> [任务目标]:
请续写下方介绍如何用Broadcast实现Flink动态更新配置的文章,从文中最后一句之后写起。

> [所给摘录]:
——————————
首页 > 其他分享 >使用Broadcast实现Flink流处理动态更新配置数据

使用Broadcast实现Flink流处理动态更新配置数据

时间:2023-02-05 22:11:31浏览次数:35  
标签:eventName flink val eventType Flink userId Broadcast eventTimeStamp 动态

需求背景

Flink实时任务的开发过程中,有一个常见的场景需要动态更新一些配置信息,这些信息可能在文件中,也可能是数据库中。对于批处理任务而言这非常简单,可我们在实时任务的执行过程中,该如何实现呢,其实也非常简单。

源码阅读

在Flink中,DataStream也有Broadcast(广播)的能力,通过将数据流广播,可以把我们需要读取的的配置数据广播到所有的下游task中,实现共享配置信息的能力,方便下游task读取/更新。

在Flink中,Broadcast也是一种状态,会在checkpoint时进行持久化,状态数据不会丢失。

  • 目前Broadbcast只支持类型为MapState的状态类型,在使用时声明定义一个MapStateDescriptor。

  • val mapStateDescriptor = new MapStateDescriptor[K, V](
       "mapStateDemo",
       createTypeInformation[K],
       createTypeInformation[V])
——————————
> [数据条目]:
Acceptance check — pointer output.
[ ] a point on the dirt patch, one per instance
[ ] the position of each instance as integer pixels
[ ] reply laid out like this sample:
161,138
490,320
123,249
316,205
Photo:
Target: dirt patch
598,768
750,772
——————————
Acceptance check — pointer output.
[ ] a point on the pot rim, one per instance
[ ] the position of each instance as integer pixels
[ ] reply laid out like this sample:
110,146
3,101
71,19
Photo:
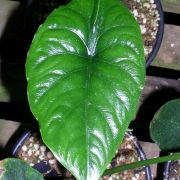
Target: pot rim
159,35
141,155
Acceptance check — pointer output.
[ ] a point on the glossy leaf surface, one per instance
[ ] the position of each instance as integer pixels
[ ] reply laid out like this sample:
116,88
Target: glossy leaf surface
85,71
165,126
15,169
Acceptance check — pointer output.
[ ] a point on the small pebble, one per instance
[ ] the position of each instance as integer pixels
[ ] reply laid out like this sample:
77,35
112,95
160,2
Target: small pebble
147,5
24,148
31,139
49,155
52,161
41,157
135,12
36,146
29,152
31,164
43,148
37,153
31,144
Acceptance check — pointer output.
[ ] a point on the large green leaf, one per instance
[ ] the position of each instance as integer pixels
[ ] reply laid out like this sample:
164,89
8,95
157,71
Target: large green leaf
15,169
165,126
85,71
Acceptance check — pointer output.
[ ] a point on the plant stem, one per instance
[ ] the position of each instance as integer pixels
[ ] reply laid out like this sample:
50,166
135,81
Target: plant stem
——————————
> [练习答案]:
  • 同时Broadcast-State-API的使用要区分两种场景:

  • Non-Keyed Stream

  • Keyed Stream

因为通过connect关联两条流后,返回一个BroadcastConnectedStream流,而更进一步的数据处理,需要调用process,该方法需要BaseBroadcastProcessFunction的两个子类:

  • BroadcastProcessFunction

  • KeyedBroadcastProcessFunction

刚好对应上面的Non-Keyed Stream和Keyed Stream

  • img

  • img

  • BroadcastConnectedStream的process方法注释:

  • Assumes as inputs a [[org.apache.flink.streaming.api.datastream.BroadcastStream]] and a [[KeyedStream]] and applies the given [[KeyedBroadcastProcessFunction]] on them, thereby creating a transformed output stream.
    

场景实例

这里我们以用户事件数据为例。有两个事件流,一个事件流是用户行为数据,另一个事件流是需要广播的配置参数。使用Kafka作为两个流的源。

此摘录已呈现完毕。